He also cites a Flinders University study published in the AMA's Medical Journal of Australia, which he says shows the risk of a baby dying is seven times greater for homebirths.

The overall risk of a baby dying was the same at home or in hospital. And for births that actually occurred at home, the death rate was significantly lower than the death rate in hospitals. What this study shows, yet again, is that low risk birth at home, attended by a midwife, is very safe. For women with risk-associated pregnancies, homebirth is less safe than birthing in hospital.

... Mark Ragg, a medical specialist at the University of Sydney, disputes the claim. He says the research doesn't show planned homebirths to be linked to a higher risk of perinatal deaths.

"[It] shows that planned homebirths are about as safe as planned hospital births," Ragg says. "The results say the mortality rates were similar for those two categories. If you pull it apart and look at particular areas, you'll find that homebirths were less safe in some areas, but you would also find that hospital births were less safe in some areas. But the overall picture is that they are equivalent".

:: Given entries ::

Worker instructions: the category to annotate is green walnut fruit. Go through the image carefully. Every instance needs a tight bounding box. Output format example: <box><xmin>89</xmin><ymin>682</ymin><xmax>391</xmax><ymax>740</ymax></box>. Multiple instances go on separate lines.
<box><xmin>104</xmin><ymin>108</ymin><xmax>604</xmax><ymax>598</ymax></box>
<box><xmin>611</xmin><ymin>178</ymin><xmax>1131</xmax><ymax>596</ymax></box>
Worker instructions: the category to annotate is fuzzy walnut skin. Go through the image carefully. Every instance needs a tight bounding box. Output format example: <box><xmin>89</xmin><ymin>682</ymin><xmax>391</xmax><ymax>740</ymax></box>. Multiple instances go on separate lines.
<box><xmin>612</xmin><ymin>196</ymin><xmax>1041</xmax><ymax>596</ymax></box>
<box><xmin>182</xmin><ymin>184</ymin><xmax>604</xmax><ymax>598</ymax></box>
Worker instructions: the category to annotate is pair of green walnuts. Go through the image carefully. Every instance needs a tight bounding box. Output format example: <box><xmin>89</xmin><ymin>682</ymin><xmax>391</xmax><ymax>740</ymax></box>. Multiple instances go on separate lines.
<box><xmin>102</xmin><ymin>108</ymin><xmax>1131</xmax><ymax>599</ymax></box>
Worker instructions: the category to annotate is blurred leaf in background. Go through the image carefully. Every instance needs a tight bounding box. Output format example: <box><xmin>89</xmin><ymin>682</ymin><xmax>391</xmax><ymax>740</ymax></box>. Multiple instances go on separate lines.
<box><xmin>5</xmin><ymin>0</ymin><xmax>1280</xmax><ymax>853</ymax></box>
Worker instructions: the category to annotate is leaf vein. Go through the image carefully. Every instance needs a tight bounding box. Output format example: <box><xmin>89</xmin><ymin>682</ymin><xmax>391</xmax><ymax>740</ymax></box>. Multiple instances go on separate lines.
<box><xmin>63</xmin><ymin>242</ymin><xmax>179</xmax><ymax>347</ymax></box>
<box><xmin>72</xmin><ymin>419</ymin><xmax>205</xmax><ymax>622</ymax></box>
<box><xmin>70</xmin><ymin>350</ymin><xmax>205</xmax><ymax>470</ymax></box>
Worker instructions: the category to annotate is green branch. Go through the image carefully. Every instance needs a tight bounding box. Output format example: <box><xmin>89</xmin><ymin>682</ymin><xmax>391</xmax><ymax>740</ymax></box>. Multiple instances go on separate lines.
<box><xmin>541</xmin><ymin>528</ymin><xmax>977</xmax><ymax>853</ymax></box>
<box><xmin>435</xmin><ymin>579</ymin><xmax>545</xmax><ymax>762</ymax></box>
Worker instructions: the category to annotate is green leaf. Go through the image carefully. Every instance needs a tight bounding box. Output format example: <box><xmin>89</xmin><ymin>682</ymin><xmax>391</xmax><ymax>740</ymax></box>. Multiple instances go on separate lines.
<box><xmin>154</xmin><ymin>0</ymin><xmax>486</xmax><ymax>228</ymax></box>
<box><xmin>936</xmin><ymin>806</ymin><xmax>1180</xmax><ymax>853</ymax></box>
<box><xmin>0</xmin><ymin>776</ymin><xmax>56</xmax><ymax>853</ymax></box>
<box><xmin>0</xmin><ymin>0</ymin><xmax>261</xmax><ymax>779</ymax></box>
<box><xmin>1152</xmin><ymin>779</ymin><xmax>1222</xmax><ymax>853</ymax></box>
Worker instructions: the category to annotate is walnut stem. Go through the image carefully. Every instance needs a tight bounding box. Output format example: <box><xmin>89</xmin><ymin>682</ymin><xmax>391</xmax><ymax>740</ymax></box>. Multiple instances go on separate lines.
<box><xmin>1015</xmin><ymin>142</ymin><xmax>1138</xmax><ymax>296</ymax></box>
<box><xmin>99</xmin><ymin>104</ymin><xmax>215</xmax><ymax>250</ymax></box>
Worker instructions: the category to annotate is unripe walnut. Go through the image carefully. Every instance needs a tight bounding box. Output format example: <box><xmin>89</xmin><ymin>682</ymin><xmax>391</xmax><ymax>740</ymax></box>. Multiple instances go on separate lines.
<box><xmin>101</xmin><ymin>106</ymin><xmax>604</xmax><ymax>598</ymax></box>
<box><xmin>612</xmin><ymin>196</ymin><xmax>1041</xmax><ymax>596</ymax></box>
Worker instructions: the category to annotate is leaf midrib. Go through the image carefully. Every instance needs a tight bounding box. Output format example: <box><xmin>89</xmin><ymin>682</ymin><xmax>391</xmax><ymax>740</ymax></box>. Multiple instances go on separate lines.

:: To do ::
Copy out the entire passage on homebirth safety word for word.

:: Response for this exercise ::
He also cites a Flinders University study published in the AMA's Medical Journal of Australia, which he says shows the risk of a baby dying is seven times greater for homebirths.

The overall risk of a baby dying was the same at home or in hospital. And for births that actually occurred at home, the death rate was significantly lower than the death rate in hospitals. What this study shows, yet again, is that low risk birth at home, attended by a midwife, is very safe. For women with risk-associated pregnancies, homebirth is less safe than birthing in hospital.

... Mark Ragg, a medical specialist at the University of Sydney, disputes the claim. He says the research doesn't show planned homebirths to be linked to a higher risk of perinatal deaths.

"[It] shows that planned homebirths are about as safe as planned hospital births," Ragg says. "The results say the mortality rates were similar for those two categories. If you pull it apart and look at particular areas, you'll find that homebirths were less safe in some areas, but you would also find that hospital births were less safe in some areas. But the overall picture is that they are equivalent".